> [EXERCISE DESCRIPTION] Update every row below, swapping "Existence query" for "Presence query" and leaving everything else unchanged.

> [INFORMATION SUPPLIED]

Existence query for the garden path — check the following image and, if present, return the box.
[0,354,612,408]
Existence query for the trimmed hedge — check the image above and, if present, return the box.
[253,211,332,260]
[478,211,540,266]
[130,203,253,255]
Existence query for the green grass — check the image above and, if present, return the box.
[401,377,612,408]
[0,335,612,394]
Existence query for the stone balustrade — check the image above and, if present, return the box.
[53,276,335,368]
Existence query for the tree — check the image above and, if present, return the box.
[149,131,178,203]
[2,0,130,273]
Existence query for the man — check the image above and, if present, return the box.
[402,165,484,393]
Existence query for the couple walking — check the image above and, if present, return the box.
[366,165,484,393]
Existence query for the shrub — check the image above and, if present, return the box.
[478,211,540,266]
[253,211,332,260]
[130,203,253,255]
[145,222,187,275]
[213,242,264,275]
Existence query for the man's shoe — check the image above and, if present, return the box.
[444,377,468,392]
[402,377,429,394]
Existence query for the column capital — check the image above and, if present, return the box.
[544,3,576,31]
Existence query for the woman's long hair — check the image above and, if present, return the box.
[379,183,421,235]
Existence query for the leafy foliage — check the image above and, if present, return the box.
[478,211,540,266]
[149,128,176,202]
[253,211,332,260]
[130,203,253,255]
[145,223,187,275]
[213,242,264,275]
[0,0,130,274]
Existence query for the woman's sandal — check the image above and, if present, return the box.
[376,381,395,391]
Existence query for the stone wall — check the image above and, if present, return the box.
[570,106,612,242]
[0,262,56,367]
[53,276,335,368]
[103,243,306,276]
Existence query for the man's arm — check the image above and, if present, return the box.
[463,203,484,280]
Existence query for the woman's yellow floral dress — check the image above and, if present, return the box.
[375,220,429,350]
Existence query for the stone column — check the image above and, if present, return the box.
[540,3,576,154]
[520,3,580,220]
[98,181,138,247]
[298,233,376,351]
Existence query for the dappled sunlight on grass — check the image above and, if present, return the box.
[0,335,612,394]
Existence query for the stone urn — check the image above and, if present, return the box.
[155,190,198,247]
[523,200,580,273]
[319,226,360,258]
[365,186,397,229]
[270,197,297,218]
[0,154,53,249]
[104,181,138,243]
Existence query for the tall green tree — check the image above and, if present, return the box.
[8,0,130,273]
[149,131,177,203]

> [RIGHT ANSWER]
Presence query for the garden path — check the following image and, if present, return the box.
[0,354,612,408]
Presence query for the trimmed hedge — check the image above and, if present, return the box.
[253,211,332,260]
[478,211,540,266]
[130,203,253,255]
Presence query for the green grass — check the image above and, if present, return the box.
[401,377,612,408]
[0,335,612,394]
Presence query for the stone balustrade — check the image above and, if present, return the box.
[53,276,335,368]
Presence query for the tree — check the image above and, if present, return the box.
[149,131,178,203]
[2,0,130,273]
Presence query for the man — check the image above and, if present, return the box.
[402,165,484,393]
Presence query for the couple walking — check the image above and, if present, return the box.
[366,165,484,393]
Presence query for the shrub — check the image above and, if present, return the box.
[478,211,540,266]
[253,211,332,260]
[130,203,253,255]
[145,222,187,275]
[213,242,264,275]
Presence query for the man's shoe — check the image above and, if present, return the box.
[444,377,468,392]
[402,377,429,394]
Presence query for the column capital — check the image above and, if present, return the box.
[544,3,576,31]
Presence query for the woman's long hair — check the image above and, if present, return the box.
[379,183,421,235]
Presence query for the leafy foliage — check the image above and, if present, return the box.
[478,211,540,266]
[149,128,176,202]
[253,211,332,260]
[130,203,253,255]
[145,223,187,275]
[213,242,264,275]
[0,0,130,274]
Presence query for the woman's sandal — check the image above and, if present, return the box.
[376,381,395,391]
Presence query for the stone wall — check the image above and, if present, return the box.
[570,106,612,242]
[0,262,56,367]
[53,276,335,368]
[103,243,306,276]
Presence query for the man's arm — check the image above and, if present, return the box.
[463,203,484,280]
Presence query for the woman's yellow floral dress — check the image above and, if present, return the box.
[375,220,429,350]
Presence query for the stone column — check the image above and, if present, return the box.
[540,3,576,154]
[520,3,580,220]
[98,181,138,247]
[298,233,376,351]
Presence query for the dappled sunlight on grass — check the image above and, if present, return the box.
[0,335,612,394]
Presence query for the stone urn — check the image above and, if present, return the box.
[155,190,198,247]
[523,200,580,273]
[319,226,360,258]
[365,186,397,229]
[270,197,297,218]
[0,154,53,249]
[104,181,138,243]
Presence query for the tall green tree — check the image above and, if present, return the box.
[8,0,130,273]
[149,131,177,203]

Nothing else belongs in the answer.